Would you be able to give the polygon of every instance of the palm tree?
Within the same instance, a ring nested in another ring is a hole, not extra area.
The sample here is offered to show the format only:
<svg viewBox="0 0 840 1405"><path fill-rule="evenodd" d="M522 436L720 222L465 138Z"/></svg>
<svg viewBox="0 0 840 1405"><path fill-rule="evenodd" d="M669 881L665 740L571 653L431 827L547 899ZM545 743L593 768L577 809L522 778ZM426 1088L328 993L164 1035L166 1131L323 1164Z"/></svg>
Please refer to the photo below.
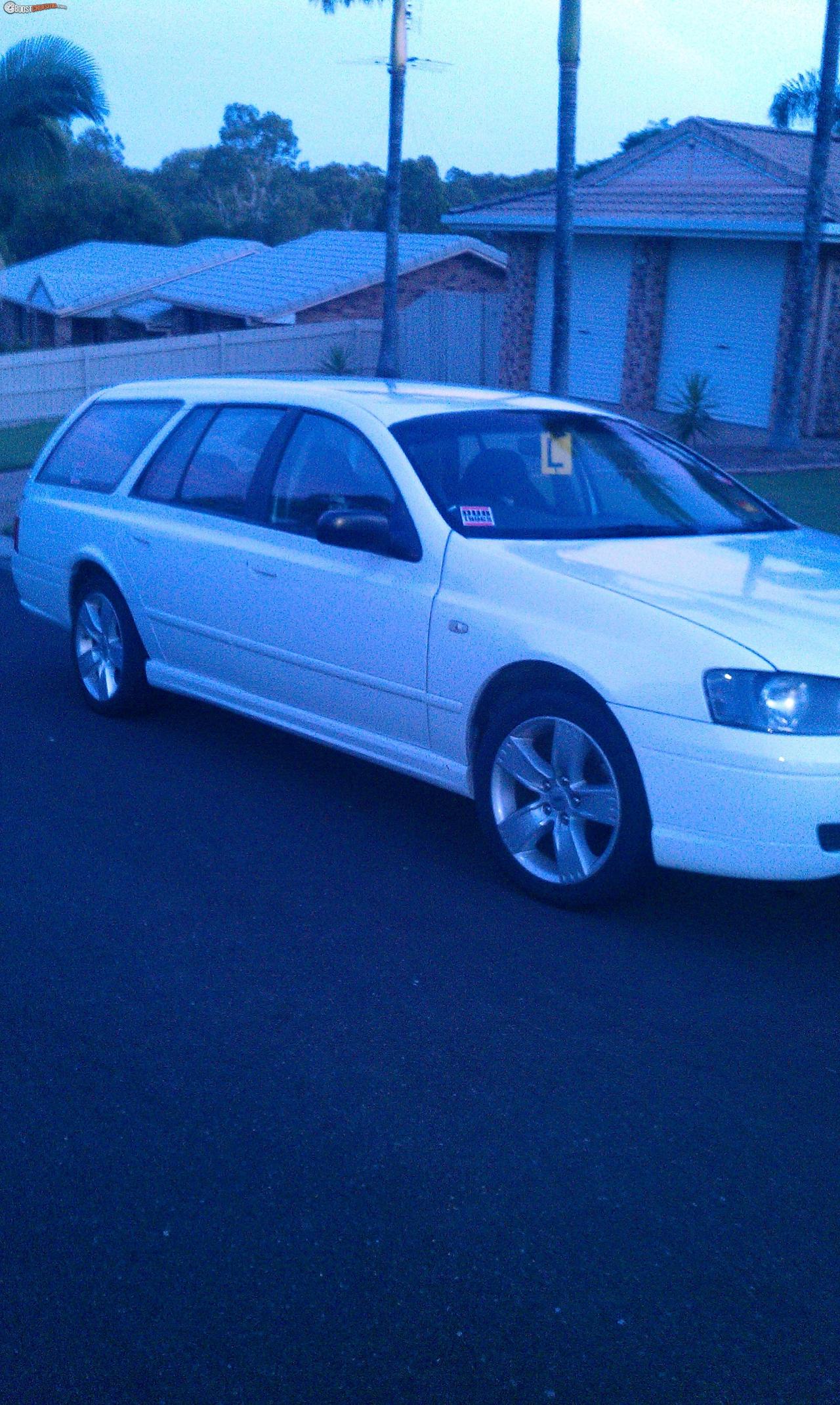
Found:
=-=-=
» **Aim**
Rewrite the items, replacing "palm tree" with "street lamp" and keeping everything else unchanged. Leave the picture out.

» **Correct result**
Would you be able to give the polygon of every instance of the street lamp?
Within the same instance, a ring nested in another ring is a hole, not extra area.
The sample here is offered to show the format only:
<svg viewBox="0 0 840 1405"><path fill-rule="evenodd" d="M522 436L720 222L465 138Z"/></svg>
<svg viewBox="0 0 840 1405"><path fill-rule="evenodd" d="M669 881L665 740L571 653L431 827L547 899ZM545 743L593 768L577 809L522 778ZM426 1088L328 993L164 1035L166 1131L323 1164Z"/></svg>
Please refer to the photo below.
Found:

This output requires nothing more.